§ Task to complete
Whatever appears in the listing, return all of it exactly.

++++++++++

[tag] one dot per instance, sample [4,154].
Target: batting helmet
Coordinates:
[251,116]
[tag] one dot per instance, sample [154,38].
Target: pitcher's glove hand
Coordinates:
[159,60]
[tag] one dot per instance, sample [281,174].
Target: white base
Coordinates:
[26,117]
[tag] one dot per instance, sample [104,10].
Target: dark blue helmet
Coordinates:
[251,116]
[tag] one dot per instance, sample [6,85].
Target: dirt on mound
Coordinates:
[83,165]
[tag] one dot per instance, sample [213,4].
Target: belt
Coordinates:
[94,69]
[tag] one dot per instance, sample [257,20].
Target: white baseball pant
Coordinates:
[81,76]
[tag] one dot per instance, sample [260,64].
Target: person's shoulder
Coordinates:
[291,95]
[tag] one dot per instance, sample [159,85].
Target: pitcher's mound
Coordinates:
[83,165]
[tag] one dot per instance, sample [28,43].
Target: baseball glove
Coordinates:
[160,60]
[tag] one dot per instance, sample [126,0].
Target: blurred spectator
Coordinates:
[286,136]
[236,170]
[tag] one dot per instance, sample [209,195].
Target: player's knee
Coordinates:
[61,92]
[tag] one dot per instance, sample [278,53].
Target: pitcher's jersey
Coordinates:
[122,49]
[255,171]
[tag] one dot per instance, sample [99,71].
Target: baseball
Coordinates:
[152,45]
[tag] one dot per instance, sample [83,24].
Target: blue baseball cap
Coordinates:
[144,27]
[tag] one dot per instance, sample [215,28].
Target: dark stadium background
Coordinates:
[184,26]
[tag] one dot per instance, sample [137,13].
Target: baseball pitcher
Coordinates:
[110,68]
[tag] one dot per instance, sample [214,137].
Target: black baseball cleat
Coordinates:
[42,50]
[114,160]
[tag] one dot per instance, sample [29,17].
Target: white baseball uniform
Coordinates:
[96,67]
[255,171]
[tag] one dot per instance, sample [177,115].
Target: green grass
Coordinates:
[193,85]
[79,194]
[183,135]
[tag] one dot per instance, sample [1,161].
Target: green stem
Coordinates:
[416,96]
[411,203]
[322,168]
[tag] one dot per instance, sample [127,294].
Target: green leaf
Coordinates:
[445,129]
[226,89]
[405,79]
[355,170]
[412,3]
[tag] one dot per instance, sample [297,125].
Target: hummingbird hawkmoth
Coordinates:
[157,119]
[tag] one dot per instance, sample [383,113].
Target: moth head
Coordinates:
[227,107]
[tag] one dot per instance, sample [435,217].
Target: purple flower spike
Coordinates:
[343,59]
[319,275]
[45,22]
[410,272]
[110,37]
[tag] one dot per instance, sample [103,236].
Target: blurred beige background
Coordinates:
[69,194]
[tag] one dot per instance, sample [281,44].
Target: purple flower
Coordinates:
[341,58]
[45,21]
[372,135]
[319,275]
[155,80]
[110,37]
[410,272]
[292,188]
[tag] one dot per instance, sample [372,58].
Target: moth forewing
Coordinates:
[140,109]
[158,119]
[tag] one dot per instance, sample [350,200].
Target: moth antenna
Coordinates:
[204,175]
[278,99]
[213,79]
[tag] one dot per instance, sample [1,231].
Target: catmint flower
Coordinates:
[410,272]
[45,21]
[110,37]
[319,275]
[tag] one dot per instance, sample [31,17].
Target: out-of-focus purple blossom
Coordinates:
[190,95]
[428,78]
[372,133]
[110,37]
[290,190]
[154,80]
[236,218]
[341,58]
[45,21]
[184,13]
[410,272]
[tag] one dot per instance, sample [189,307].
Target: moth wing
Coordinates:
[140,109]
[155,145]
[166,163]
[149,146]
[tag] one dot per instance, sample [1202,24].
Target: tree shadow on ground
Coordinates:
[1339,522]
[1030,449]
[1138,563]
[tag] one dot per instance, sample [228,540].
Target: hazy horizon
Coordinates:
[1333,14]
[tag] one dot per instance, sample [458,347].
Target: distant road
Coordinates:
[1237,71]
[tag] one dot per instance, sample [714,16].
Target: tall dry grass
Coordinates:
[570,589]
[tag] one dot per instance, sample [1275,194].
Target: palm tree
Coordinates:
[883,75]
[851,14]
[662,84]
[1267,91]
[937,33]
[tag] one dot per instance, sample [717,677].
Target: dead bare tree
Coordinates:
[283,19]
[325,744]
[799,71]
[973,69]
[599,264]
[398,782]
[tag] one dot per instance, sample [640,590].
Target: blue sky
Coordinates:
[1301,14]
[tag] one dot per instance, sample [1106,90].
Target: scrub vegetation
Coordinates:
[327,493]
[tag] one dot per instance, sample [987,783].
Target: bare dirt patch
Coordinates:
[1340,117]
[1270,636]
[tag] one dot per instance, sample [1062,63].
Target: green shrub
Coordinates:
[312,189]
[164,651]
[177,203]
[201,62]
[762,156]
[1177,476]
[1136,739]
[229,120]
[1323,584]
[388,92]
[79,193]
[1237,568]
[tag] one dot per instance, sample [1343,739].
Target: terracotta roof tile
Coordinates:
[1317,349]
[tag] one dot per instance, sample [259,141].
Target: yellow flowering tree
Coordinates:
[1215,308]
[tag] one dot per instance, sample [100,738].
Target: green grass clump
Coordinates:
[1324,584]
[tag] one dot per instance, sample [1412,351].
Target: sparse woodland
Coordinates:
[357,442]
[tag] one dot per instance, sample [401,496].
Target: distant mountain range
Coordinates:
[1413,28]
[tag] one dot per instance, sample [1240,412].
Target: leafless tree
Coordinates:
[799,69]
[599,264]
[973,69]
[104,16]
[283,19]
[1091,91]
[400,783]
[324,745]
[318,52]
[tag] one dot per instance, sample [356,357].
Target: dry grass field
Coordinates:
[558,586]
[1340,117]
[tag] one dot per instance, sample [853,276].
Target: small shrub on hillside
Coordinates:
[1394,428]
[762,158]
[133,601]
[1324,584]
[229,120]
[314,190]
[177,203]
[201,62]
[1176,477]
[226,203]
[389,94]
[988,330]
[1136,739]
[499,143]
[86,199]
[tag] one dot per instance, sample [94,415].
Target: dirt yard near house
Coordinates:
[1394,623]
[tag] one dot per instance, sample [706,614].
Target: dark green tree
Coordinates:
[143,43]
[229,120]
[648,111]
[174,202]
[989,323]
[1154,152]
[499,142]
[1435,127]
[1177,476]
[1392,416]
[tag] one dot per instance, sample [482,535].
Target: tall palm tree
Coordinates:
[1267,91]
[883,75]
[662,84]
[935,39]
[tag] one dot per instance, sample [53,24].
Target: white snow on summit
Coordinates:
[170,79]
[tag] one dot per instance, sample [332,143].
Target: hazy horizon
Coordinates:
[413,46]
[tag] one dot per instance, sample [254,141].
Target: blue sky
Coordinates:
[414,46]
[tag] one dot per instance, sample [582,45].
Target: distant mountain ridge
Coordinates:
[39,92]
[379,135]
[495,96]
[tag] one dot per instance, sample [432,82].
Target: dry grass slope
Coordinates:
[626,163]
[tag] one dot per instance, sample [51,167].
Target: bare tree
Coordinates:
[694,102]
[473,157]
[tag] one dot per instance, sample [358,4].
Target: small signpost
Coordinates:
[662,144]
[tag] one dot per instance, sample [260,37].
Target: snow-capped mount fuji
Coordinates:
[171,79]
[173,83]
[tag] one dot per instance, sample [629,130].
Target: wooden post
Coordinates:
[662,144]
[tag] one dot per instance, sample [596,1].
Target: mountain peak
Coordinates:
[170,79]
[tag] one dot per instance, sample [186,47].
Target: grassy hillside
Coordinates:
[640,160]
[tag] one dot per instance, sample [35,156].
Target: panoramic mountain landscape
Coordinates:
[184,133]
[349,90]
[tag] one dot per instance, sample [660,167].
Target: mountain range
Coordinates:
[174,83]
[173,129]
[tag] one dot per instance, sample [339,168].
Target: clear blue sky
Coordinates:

++++++++++

§ Response area
[tag] one dot per instance, sample [4,154].
Target: batting helmet
Coordinates:
[251,116]
[tag] one dot per instance, sample [154,38].
Target: pitcher's glove hand
Coordinates:
[159,60]
[tag] one dot per instance, sample [281,174].
Target: white base
Coordinates:
[26,117]
[tag] one dot per instance, sample [104,10].
Target: dark blue helmet
Coordinates:
[251,116]
[tag] one dot per instance, sample [6,85].
Target: dirt on mound
Coordinates:
[83,165]
[tag] one dot per instance, sample [213,4].
Target: belt
Coordinates:
[94,69]
[tag] one dot per instance, sample [257,20].
Target: white baseball pant
Coordinates:
[81,76]
[tag] one dot per instance, sample [260,64].
Target: person's shoulder
Coordinates:
[291,95]
[tag] one dot per instance, sample [159,85].
Target: pitcher's mound
Coordinates:
[83,165]
[tag] one dot per instance, sample [28,43].
Target: baseball glove
Coordinates:
[160,60]
[tag] one dot per instance, sample [126,0].
Target: blurred spectator
Coordinates:
[286,136]
[236,170]
[tag] one dot per instance, sample [209,195].
Target: player's knee
Coordinates:
[61,92]
[tag] one dot per instance, sample [278,53].
Target: pitcher's jersey
Coordinates:
[122,49]
[255,171]
[tag] one dot per instance, sample [99,71].
Target: baseball
Coordinates:
[152,45]
[tag] one dot per instance, sample [83,24].
Target: blue baseball cap
Coordinates:
[144,27]
[tag] one dot per instance, sample [215,28].
Target: dark stadium background
Coordinates:
[184,26]
[tag] one dot per instance, sample [137,13].
Target: baseball pitcher
Coordinates:
[110,68]
[tag] one dot per instance, sample [214,137].
Target: black baseball cleat
Coordinates:
[42,50]
[114,160]
[tag] one dot per instance, sample [29,17].
Target: white baseball uniform
Coordinates:
[96,67]
[255,171]
[tag] one dot per instance, sample [177,115].
Target: green grass
Coordinates:
[193,85]
[79,194]
[183,135]
[tag] one dot per instance, sample [1,161].
Target: green stem
Coordinates:
[416,96]
[411,203]
[322,168]
[tag] one dot per instance, sample [127,294].
Target: green leaf
Coordinates:
[445,129]
[226,89]
[405,79]
[355,170]
[412,3]
[tag] one dot per instance, sample [297,125].
Target: hummingbird hawkmoth
Coordinates:
[157,119]
[tag] one dot per instance, sample [383,113].
Target: moth head
Coordinates:
[227,107]
[tag] one dot per instance, sample [435,217].
Target: purple flower spike
Coordinates:
[343,59]
[319,275]
[45,22]
[410,272]
[110,37]
[tag] one dot per instance, sample [103,236].
Target: blurred beige background
Coordinates:
[69,194]
[tag] one dot per instance, sample [281,44].
Target: purple flower
Coordinates:
[341,58]
[45,21]
[372,135]
[319,275]
[155,80]
[110,37]
[410,272]
[292,188]
[tag] one dot per instance, sample [372,58].
Target: moth forewing
Coordinates:
[140,109]
[158,119]
[tag] one dot per instance, sample [350,200].
Target: moth antenna
Coordinates:
[204,175]
[278,99]
[213,79]
[tag] one dot per instance, sample [1,231].
Target: catmint flower
Coordinates:
[410,272]
[45,21]
[110,37]
[319,275]
[tag] one dot per instance, sample [31,17].
Target: out-of-focus purple blossom
Coordinates:
[190,95]
[428,78]
[372,133]
[110,37]
[290,190]
[154,80]
[236,218]
[341,58]
[45,21]
[184,13]
[410,272]
[tag] one dot per instance, sample [189,307].
Target: moth wing
Coordinates:
[140,109]
[155,145]
[166,163]
[149,146]
[tag] one dot per instance, sample [1202,24].
Target: tree shadow on ground
Coordinates:
[1339,522]
[1030,449]
[1138,563]
[tag] one dot per instance, sample [228,540].
Target: hazy horizon
Coordinates:
[1333,14]
[tag] one dot per instance, sample [458,347].
Target: distant road
Coordinates:
[1237,71]
[tag] one dot per instance, sample [714,16].
Target: tall dry grass
Coordinates:
[570,589]
[tag] one dot per instance, sample [1275,194].
Target: palm tree
Coordinates:
[883,75]
[851,14]
[662,84]
[1267,91]
[937,33]
[tag] one dot per instance, sample [717,677].
Target: dead bare tree
Coordinates:
[283,19]
[325,744]
[799,71]
[973,69]
[599,264]
[398,782]
[tag] one dot per instance, sample [640,590].
Target: blue sky
Coordinates:
[1301,14]
[tag] one dot per instance, sample [1106,90].
Target: scrub vegetation
Coordinates:
[327,493]
[tag] one dot per instance, sample [987,783].
Target: bare dirt patch
Coordinates:
[1340,117]
[1270,636]
[tag] one dot per instance, sample [1062,63].
Target: green shrub
Coordinates:
[312,189]
[164,651]
[177,203]
[201,62]
[762,156]
[1177,476]
[1136,739]
[229,120]
[1323,584]
[388,92]
[79,193]
[1237,568]
[tag] one dot per instance, sample [1343,739].
Target: terracotta roof tile
Coordinates:
[1317,349]
[tag] one dot per instance, sample [259,141].
Target: yellow flowering tree
Coordinates:
[1215,308]
[tag] one dot per instance, sample [100,738].
Target: green grass clump
Coordinates:
[1324,584]
[tag] one dot per instance, sample [1412,351].
Target: sparse woodland
Coordinates:
[357,442]
[tag] one dot per instance, sample [401,496].
Target: distant mountain range
Coordinates:
[1413,28]
[tag] one dot per instance, sample [1240,412].
Target: leafless tree
Coordinates:
[799,69]
[599,264]
[973,69]
[104,16]
[283,19]
[1091,91]
[400,783]
[324,745]
[318,52]
[tag] one dot per instance, sample [356,357].
Target: dry grass field
Coordinates:
[558,586]
[1340,117]
[tag] one dot per instance, sample [853,276].
Target: small shrub on hillside
Coordinates:
[1394,428]
[762,158]
[133,601]
[1324,584]
[229,120]
[314,190]
[177,203]
[201,62]
[1176,477]
[226,203]
[389,94]
[988,330]
[1136,739]
[499,143]
[86,199]
[tag] one dot per instance, sample [94,415].
Target: dirt yard near house
Coordinates:
[1394,623]
[tag] one dot per instance, sample [706,614].
Target: dark green tree
Coordinates:
[143,43]
[229,120]
[648,111]
[174,202]
[989,323]
[1154,152]
[499,142]
[1435,127]
[1177,476]
[1392,416]
[tag] one dot per instance, sample [482,535].
Target: tall palm tree
Coordinates:
[1267,91]
[883,75]
[662,84]
[935,39]
[tag] one dot per instance, sample [53,24].
Target: white snow on summit
Coordinates:
[170,79]
[tag] one dot per instance, sample [332,143].
Target: hazy horizon
Coordinates:
[413,46]
[tag] one dot per instance, sample [254,141].
Target: blue sky
Coordinates:
[414,46]
[tag] one dot per instance, sample [582,45].
Target: distant mountain ridge
Coordinates:
[39,92]
[379,135]
[495,96]
[tag] one dot per instance, sample [432,82].
Target: dry grass slope
Coordinates:
[626,163]
[tag] one dot per instance, sample [51,167].
Target: bare tree
Coordinates:
[694,102]
[473,157]
[tag] one dot per instance, sample [358,4].
Target: small signpost
Coordinates:
[662,144]
[tag] one dot per instance, sample [260,37].
Target: snow-capped mount fuji
Coordinates:
[171,79]
[173,83]
[tag] one dot per instance, sample [629,130].
Target: wooden post
Coordinates:
[662,144]
[tag] one dot per instance, sample [596,1].
Target: mountain peak
Coordinates:
[170,79]
[tag] one dot per instance, sample [186,47].
Target: grassy hillside
Coordinates:
[640,160]
[tag] one dot per instance, sample [35,156].
Target: panoramic mountain landscape
Coordinates:
[184,133]
[349,90]
[tag] one dot per instance, sample [660,167].
Target: mountain range
Coordinates:
[174,83]
[173,129]
[tag] one dot per instance, sample [339,168].
Target: clear blue sky
Coordinates:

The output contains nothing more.